#### VORLIEGENDER TEXT ####

All das gilt auch für die Linguistik, der Leischwitz in seinem Buch übrigens auch ein Kapitel widmet. Die Bedeutung von Sprache und Kommunikation für den Fußball, von der Fachterminologie der Trainingslehre und der Regelwerke über rhetorische Strategien in Kabinenansprachen oder im Umgang mit der Presse bis hin zur Antidiskriminierungsarbeit in den Fanszenen, wird von Fußballakteur:innen sehr wohl gesehen. Wenn man den Fußballjournalismus dazurechnet, der vom Reden und Schreiben über den Fußball buchstäblich lebt, erst recht. Umgekehrt hat die Linguistik schon vor vielen Jahrzehnten den Fußball für sich als Gegenstand entdeckt. Die Sprache des Fußballs, wie sie von Spieler:innen, Trainer:innen, Journalist:innen und natürlich den Fans gepflegt wird, ist ein ausgezeichneter Trainingsplatz für die unterschiedlichsten linguistischen Teildisziplinen. Es gibt überhaupt keinen Grund, an der Ernsthaftigkeit linguistischer Fußballforschung zu zweifeln, denn warum sollte man das linguistische Kerngeschäft, die Untersuchung von Sprache und Sprachgebrauch, nicht am Beispiel der Sprache des Fußballs betreiben? Es spricht aber noch ein weiterer Grund für eine Linguistik des Fußballs: Es macht einfach Spaß.

#### DATENAUSZUG ####

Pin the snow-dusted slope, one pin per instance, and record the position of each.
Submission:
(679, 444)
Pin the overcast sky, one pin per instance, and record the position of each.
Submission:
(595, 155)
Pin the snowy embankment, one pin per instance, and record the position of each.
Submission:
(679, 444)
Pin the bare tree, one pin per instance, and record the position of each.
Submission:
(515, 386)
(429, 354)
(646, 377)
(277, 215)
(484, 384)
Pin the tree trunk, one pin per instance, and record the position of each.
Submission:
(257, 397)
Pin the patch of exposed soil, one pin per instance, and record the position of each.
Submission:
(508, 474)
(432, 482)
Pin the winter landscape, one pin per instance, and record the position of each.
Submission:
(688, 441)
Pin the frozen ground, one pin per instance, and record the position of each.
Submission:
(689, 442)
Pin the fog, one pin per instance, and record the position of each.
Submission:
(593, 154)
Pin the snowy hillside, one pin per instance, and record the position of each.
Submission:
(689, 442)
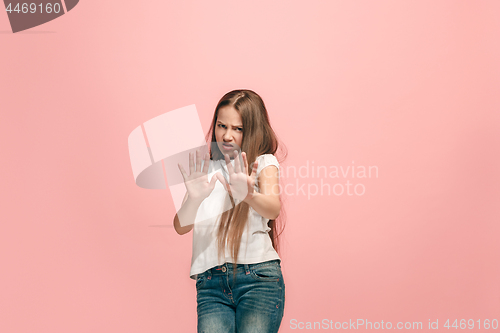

####

• AUFGABE
Fassen Sie den Text über Fußball und Linguistik in zwei Sätzen zusammen. Die Auflistung ist vom Text unabhängiges Material.

• SCHRIFTLICHE ANTWORT
Fußballakteur:innen erkennen die Bedeutung von Sprache und Kommunikation für den Fußball, und die Linguistik hat den Fußball schon vor vielen Jahrzehnten als Gegenstand entdeckt. Die Sprache des Fußballs ist ein ausgezeichneter Trainingsplatz für verschiedene linguistische Teildisziplinen, und es gibt keinen Grund, an der Ernsthaftigkeit linguistischer Fußballforschung zu zweifeln, zumal sie einfach Spaß macht.